-- start --
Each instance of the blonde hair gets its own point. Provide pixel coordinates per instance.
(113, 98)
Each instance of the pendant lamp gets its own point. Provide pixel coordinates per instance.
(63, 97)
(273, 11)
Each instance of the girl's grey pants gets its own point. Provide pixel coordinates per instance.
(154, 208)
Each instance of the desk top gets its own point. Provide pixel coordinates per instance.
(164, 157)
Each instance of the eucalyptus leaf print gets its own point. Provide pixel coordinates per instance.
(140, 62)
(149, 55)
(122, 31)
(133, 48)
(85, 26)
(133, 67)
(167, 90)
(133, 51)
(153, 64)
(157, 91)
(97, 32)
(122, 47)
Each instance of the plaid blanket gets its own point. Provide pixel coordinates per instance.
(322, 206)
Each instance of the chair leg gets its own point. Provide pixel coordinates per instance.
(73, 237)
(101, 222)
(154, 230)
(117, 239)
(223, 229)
-- end --
-- start --
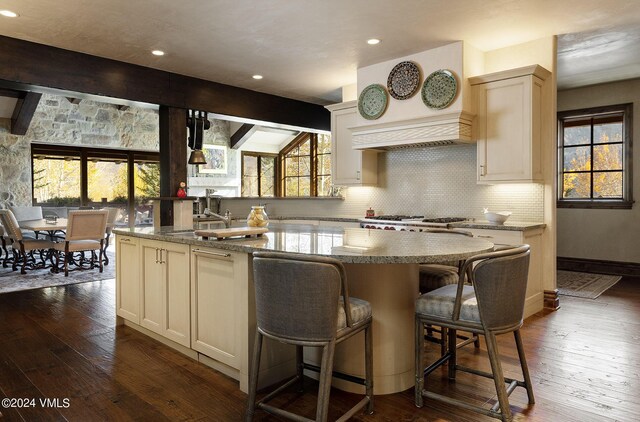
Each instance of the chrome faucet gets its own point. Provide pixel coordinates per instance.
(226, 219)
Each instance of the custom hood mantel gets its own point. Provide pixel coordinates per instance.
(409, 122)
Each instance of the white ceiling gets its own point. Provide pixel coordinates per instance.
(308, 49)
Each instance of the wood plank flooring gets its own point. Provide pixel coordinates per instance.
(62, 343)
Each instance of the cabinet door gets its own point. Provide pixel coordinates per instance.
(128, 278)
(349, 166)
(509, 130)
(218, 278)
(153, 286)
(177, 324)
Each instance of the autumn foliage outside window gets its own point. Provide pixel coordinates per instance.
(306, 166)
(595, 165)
-- end --
-- start --
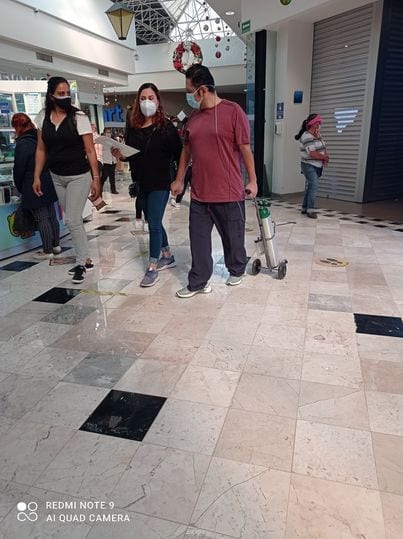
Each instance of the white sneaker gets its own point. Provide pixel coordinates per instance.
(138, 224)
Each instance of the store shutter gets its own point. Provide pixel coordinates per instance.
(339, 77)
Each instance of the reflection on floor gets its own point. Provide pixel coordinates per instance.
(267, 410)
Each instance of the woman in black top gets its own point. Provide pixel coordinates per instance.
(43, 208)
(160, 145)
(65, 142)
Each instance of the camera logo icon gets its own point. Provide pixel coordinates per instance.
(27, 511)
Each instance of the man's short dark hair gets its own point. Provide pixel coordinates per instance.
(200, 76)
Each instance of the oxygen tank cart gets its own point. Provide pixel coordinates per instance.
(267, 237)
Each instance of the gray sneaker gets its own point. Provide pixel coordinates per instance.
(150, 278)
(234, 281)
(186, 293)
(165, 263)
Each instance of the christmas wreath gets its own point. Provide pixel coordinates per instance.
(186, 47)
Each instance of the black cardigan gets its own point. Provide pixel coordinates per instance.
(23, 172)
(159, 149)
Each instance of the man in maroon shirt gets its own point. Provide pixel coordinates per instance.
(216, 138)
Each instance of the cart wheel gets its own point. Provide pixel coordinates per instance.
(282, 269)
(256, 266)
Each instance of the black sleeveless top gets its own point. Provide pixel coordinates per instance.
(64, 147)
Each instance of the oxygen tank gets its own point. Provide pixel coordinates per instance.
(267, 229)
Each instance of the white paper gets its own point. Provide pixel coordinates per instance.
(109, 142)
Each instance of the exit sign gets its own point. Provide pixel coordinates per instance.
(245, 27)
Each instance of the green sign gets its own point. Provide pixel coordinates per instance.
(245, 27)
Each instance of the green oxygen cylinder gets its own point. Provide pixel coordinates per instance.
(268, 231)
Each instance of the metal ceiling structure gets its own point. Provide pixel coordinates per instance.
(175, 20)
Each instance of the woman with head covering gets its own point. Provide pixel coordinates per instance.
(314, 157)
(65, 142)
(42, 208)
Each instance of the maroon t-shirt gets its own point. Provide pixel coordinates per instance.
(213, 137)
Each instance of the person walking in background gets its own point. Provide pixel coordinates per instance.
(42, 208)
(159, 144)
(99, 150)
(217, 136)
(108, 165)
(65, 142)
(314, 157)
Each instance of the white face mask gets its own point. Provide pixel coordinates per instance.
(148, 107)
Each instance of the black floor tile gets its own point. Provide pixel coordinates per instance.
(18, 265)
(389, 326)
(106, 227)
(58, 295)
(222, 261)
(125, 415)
-- end --
State only the number of lines in the records above that contain the word "sneaker".

[Written answer]
2